According to Chen, “Since March 9, there has been an uptick in Angler’s activity in the US, one that seems to slowly wane before ratcheting back up again over the weekend.” Recently, Angler Exploit Kit got an update that allows it to exploit more vulnerabilities, which indicates that the creators behind the kit are constantly developing means to get ahead of its competition.
Chen furthers that once a user visits a page injected with the malicious ad, they automatically get redirected to two malvertising servers, the second of which delivers the Angler Exploit kit. The kit then downloads a BEDEP variant that is known to drop malware that Trend Micro detects as TROJ_AVRECON.
However, Angler Exploit Kit is known to have the capability to drop other malware. In a separate report, security researchers have identified Angler to connect the systems of unknowing victims to the download of BEDEP and the TeslaCrypt ransomware.
Malvertisements have essentially graduated from bringing unwanted ads to users. The online advertising ecosystem is increasingly being used by cybercriminals to target users via malvertising. Unwitting users are likely to encounter them on online shopping sites, digital news hubs, social media platforms, and gaming portals. Malvertising can cause damage either by tricking a user to click on a malicious link or by making use of drive-by download methods. This means that a user who visits a site loaded with malware-laced ads can become infected simply by loading the affected Web page.

_____

Things to do -
1 – Return the stretch of the Angler Exploit Kit text from "However, Angler Exploit" through "the TeslaCrypt ransomware.", word for word.
2 – In the Angler Exploit Kit text, what does Trend Micro detect the malware dropped by the BEDEP variant as?
3 – Write what comes next in the Angler Exploit Kit text, picking up after its final sentence.

_____

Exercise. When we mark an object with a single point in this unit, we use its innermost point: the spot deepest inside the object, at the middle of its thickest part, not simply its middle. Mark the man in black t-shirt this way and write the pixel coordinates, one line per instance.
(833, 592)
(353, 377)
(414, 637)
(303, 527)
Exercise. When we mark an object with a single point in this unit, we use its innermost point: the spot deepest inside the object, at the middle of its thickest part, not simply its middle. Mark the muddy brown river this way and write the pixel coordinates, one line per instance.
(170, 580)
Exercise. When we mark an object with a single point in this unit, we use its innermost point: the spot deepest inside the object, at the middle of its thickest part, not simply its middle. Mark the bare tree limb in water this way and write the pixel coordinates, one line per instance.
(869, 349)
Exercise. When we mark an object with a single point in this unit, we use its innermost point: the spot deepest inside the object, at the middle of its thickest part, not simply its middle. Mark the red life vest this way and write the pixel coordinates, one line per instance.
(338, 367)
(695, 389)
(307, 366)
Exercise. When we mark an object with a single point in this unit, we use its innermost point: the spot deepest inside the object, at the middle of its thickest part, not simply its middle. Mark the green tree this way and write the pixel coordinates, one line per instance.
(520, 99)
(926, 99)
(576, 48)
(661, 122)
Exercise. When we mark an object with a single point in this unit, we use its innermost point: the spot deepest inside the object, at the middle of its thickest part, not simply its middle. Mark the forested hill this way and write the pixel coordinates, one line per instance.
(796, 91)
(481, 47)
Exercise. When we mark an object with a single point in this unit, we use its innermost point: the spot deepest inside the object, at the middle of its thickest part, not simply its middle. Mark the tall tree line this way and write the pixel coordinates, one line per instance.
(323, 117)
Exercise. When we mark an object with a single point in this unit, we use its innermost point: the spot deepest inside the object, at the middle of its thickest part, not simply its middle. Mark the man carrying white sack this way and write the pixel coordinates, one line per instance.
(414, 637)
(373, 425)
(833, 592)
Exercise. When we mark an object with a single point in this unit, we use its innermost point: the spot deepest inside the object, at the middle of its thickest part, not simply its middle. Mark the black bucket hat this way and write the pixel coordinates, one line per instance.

_____

Answers to the tasks -
1 –
However, Angler Exploit Kit is known to have the capability to drop other malware. In a separate report, security researchers have identified Angler to connect the systems of unknowing victims to the download of BEDEP and the TeslaCrypt ransomware.

2 – TROJ_AVRECON

3 –
[More on Malicious ads: how do they work and why are they dangerous?]
In Trend Micro’s 2016 Security Predictions, threat experts and researchers shared that the deepening awareness on the harm brought by malvertisements will push vendors to provide ad-blocking options in their products and services. “In the U.S. alone, the number has increased to 48%, with monthly active users during the second quarter expanding to 45 million. This figure seeks to shake the very foundation by which advertising business models operate, which will, in turn, propel advertisers to seek new ways to advertise online. Likewise, cybercriminals will find other ways to get closer to victims, effectively delivering a blow to malvertisements.”
Users and organizations are urged to keep applications and operating systems up-to-date with the latest security patches; Angler Exploit Kit is known to exploit vulnerabilities in Adobe Flash and Microsoft Silverlight, among others.